● PROVIDED PASSAGE:
────────────────────────────────────────

I think this actually supports conservative offense and stifling defense, b/c if you just churn out only 2 1st-downs, you're close to midfield.  You then punt to put the opponent inside its own 15 and so on and so forth, gaining 10 yards of field position each series until you are close enough to score. 

I personally despise these tactics, and we might as well watch baseball, golf, or soccer if this is the way the game is played, but that's how one bespectacled, sweater-clad, grecian-formula-using individual in C-bus does it (that and stacking his roster with NFL talent).

In reality, these statistics support a strong kicking game and good field position.  Make the offense go 80 and one will likely be very successful.

imafreak1

July 8th, 2010 at 12:32 PM ^

With respect, you've created a false choice. Given the choice between a defense that bends but does not break and a defense that never gives up any yards who would ever pick the former? But that is not the choice. One can only play stiffling defense if one indeed has a stiffling defense.

However, we agree on your final statement. I believe that the stats greatly support the following conclusion*;

"In reality, these statistics support a strong kicking game and good field position.  Make the offense go 80 and one will likely be very successful."

This not a conclusion that I think most of the mgoblog commentariot supports, so I am interested to see the response.

*I am not advocating this position but merely interpretting the data.

────────────────────────────────────────

● DATA PROVIDED:
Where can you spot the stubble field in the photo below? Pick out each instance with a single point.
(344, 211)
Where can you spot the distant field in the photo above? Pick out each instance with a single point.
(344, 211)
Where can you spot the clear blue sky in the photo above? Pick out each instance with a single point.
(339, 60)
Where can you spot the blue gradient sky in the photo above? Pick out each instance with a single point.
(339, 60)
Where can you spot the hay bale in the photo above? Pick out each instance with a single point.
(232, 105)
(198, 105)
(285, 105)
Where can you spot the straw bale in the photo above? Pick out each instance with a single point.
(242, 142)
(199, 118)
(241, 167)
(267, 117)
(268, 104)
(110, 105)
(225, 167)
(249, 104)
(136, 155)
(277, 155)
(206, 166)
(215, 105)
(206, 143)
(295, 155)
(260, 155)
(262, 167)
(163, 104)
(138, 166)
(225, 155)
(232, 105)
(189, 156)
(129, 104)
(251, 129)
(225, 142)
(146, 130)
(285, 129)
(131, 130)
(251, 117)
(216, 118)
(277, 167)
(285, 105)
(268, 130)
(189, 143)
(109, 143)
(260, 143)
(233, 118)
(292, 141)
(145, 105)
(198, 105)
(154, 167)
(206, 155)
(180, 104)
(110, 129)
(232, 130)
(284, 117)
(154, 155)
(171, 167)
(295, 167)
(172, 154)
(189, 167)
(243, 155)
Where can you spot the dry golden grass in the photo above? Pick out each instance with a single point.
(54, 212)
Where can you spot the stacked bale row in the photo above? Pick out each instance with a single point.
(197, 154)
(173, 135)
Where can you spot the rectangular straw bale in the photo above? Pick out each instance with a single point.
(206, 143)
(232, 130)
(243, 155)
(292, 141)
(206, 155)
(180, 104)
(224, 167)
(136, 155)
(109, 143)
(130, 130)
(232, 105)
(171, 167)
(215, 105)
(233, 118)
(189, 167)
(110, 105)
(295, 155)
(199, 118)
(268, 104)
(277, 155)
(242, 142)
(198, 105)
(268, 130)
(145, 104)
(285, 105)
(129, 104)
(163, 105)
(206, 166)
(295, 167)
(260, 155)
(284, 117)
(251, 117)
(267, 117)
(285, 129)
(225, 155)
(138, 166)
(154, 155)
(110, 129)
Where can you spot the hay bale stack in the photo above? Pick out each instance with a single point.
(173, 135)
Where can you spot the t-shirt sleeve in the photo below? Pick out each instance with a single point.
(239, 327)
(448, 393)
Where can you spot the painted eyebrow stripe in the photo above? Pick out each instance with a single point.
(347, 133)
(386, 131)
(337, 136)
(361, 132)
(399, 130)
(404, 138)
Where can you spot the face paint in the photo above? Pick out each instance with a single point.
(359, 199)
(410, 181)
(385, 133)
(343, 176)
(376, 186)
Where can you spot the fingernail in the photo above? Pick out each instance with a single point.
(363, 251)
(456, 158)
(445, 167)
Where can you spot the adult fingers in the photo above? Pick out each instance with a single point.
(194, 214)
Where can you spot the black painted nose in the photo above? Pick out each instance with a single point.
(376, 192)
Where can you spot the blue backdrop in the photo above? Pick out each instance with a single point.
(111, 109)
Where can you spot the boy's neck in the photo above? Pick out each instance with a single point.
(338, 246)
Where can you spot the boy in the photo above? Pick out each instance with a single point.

────────────────────────────────────────

● WHAT THE EXERCISE ASKS:
Please write out the football strategy thread in full, word for word. The listing is material separate from the football strategy thread.

● RESPONSE TO THIS TASK:
I think this actually supports conservative offense and stifling defense, b/c if you just churn out only 2 1st-downs, you're close to midfield.  You then punt to put the opponent inside its own 15 and so on and so forth, gaining 10 yards of field position each series until you are close enough to score. 

I personally despise these tactics, and we might as well watch baseball, golf, or soccer if this is the way the game is played, but that's how one bespectacled, sweater-clad, grecian-formula-using individual in C-bus does it (that and stacking his roster with NFL talent).

In reality, these statistics support a strong kicking game and good field position.  Make the offense go 80 and one will likely be very successful.

imafreak1

July 8th, 2010 at 12:32 PM ^

With respect, you've created a false choice. Given the choice between a defense that bends but does not break and a defense that never gives up any yards who would ever pick the former? But that is not the choice. One can only play stiffling defense if one indeed has a stiffling defense.

However, we agree on your final statement. I believe that the stats greatly support the following conclusion*;

"In reality, these statistics support a strong kicking game and good field position.  Make the offense go 80 and one will likely be very successful."

This not a conclusion that I think most of the mgoblog commentariot supports, so I am interested to see the response.

*I am not advocating this position but merely interpretting the data.